Your task:
Write out every one of the entries below word for word, leaving out the picture lines.

Available data:
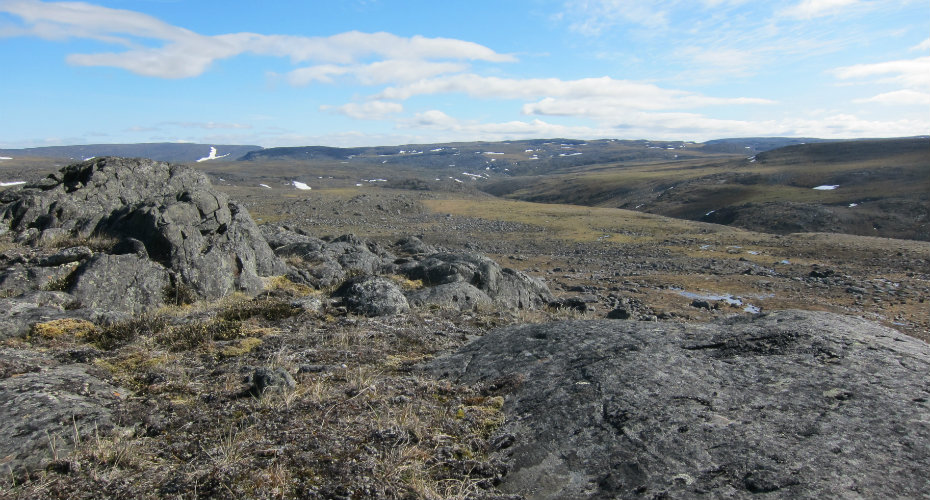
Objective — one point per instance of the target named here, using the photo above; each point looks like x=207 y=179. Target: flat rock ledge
x=789 y=405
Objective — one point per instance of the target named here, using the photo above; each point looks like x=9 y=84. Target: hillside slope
x=869 y=187
x=158 y=151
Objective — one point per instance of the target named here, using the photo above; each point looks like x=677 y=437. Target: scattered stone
x=265 y=379
x=619 y=313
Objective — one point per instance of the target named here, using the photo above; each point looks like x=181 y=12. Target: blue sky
x=383 y=72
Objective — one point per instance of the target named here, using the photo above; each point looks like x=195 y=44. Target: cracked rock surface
x=793 y=404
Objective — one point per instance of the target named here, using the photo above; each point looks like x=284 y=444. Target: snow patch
x=212 y=155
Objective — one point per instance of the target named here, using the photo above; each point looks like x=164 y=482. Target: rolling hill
x=161 y=151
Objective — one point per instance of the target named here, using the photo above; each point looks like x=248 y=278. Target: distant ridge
x=159 y=151
x=754 y=145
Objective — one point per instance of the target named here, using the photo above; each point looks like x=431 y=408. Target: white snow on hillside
x=212 y=155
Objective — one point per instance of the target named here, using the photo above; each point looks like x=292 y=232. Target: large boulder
x=210 y=243
x=459 y=295
x=46 y=409
x=18 y=314
x=506 y=287
x=789 y=405
x=122 y=283
x=372 y=296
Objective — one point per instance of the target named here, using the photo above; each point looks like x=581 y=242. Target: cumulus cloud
x=157 y=49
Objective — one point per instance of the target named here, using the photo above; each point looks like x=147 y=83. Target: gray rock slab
x=45 y=409
x=789 y=405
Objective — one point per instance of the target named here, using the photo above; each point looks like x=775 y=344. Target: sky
x=389 y=72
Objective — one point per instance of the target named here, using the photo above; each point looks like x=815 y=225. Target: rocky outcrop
x=188 y=229
x=458 y=280
x=125 y=282
x=47 y=409
x=790 y=405
x=373 y=296
x=506 y=287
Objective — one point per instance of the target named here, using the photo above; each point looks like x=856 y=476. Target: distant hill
x=753 y=145
x=160 y=151
x=874 y=187
x=519 y=157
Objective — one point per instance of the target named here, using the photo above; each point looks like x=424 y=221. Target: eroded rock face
x=373 y=296
x=189 y=229
x=793 y=404
x=505 y=286
x=458 y=280
x=46 y=407
x=121 y=282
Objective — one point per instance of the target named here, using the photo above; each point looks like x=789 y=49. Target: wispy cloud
x=370 y=110
x=911 y=73
x=593 y=17
x=157 y=49
x=633 y=94
x=810 y=9
x=900 y=98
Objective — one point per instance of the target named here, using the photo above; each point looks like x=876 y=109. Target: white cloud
x=636 y=95
x=592 y=17
x=370 y=110
x=376 y=73
x=181 y=53
x=810 y=9
x=900 y=97
x=906 y=72
x=669 y=126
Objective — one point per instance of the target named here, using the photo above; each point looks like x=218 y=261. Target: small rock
x=270 y=379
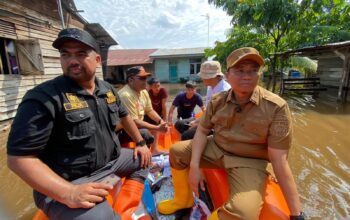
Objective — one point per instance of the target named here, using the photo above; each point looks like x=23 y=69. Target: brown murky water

Exercise answer:
Objective — one point per instance of the target named here, using the photo above; each point looks like x=207 y=179. Target: flat rock ledge
x=789 y=405
Objective — one point per instance of the target named here, using the photo above; each point looks like x=9 y=84. Target: hillside slope
x=869 y=187
x=158 y=151
Objective — one point per instance of the target named here, using the photo above; each point looks like x=677 y=437. Target: scattered stone
x=265 y=379
x=619 y=313
Objective — one point per instance of the target named here, using the photo above; each point looks like x=181 y=12. Target: blue sky
x=383 y=72
Objective — one point per instance of the target named here, using the photo above; each point looks like x=195 y=44. Target: cracked rock surface
x=793 y=404
Objective — one point per instance of the target named here, using the photo above; each point looks like x=284 y=444. Target: snow patch
x=212 y=155
Objective — one point per instance of the target named here, using the photo above; each point looks like x=164 y=482. Target: rolling hill
x=161 y=151
Objective — one point per instance of the target named here, using the photo above; each point looks like x=248 y=278. Target: distant ridge
x=159 y=151
x=754 y=145
Objective — one point per instance of the target named here, using the photo above; each point looks like x=431 y=408. Target: white snow on hillside
x=212 y=155
Objective — one point per instance of the target named here, using the photo above; each point looks like x=292 y=232. Target: large boulder
x=210 y=243
x=459 y=295
x=46 y=409
x=18 y=314
x=506 y=287
x=789 y=405
x=122 y=283
x=372 y=296
Objective — one point per instance of the target named here, using the photo above; each point looks like x=581 y=242. Target: cumulus cloud
x=157 y=49
Objective — one point per instance of the target named here, using the photo above; each point looks like x=147 y=83. Target: gray rock slab
x=45 y=409
x=789 y=405
Objective — one point per instance of the target named here, using the photo above; each point looks like x=775 y=344. Target: sky
x=389 y=72
Objective — one point per instance of the target named here, using the photo above; each point looks like x=815 y=225. Target: rocky outcrop
x=188 y=229
x=458 y=280
x=125 y=282
x=47 y=409
x=790 y=405
x=373 y=296
x=506 y=287
Objective — one point per instance of the target named here, using the photo above; each point looks like x=856 y=476. Target: distant hill
x=753 y=145
x=160 y=151
x=874 y=187
x=519 y=157
Objective — one point per instance of the target named here, using the photo above; each point looks like x=424 y=221. Target: eroded rock face
x=373 y=296
x=189 y=229
x=793 y=404
x=505 y=286
x=458 y=280
x=46 y=407
x=121 y=282
Objective — one point per instance of the target named here, using the photo above; each point looks like x=789 y=49. Target: wispy cloud
x=370 y=110
x=911 y=73
x=593 y=17
x=157 y=49
x=633 y=94
x=810 y=9
x=900 y=98
Objective — one point per instance of the target named here, using the photo above; each point looks like x=876 y=109. Target: white cloud
x=636 y=95
x=592 y=17
x=370 y=110
x=376 y=73
x=181 y=53
x=810 y=9
x=900 y=97
x=906 y=72
x=669 y=126
Objective — one point per instance of the target named here, using the photo above; each point looks like x=218 y=261. Target: small rock
x=270 y=379
Objective — one point per instance of the target named here, using the photo above; each point looks like x=23 y=69. Target: brown murky water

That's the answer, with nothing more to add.